** BEGIN Source records **
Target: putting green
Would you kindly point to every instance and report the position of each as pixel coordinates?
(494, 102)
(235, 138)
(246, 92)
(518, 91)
** END Source records **
■ Task details
Retype the material above word for word, keeping every line as it is.

■ Task solution
Target: putting green
Would you kindly point to every instance and report the position of each as pixel coordinates?
(494, 102)
(235, 138)
(246, 92)
(518, 91)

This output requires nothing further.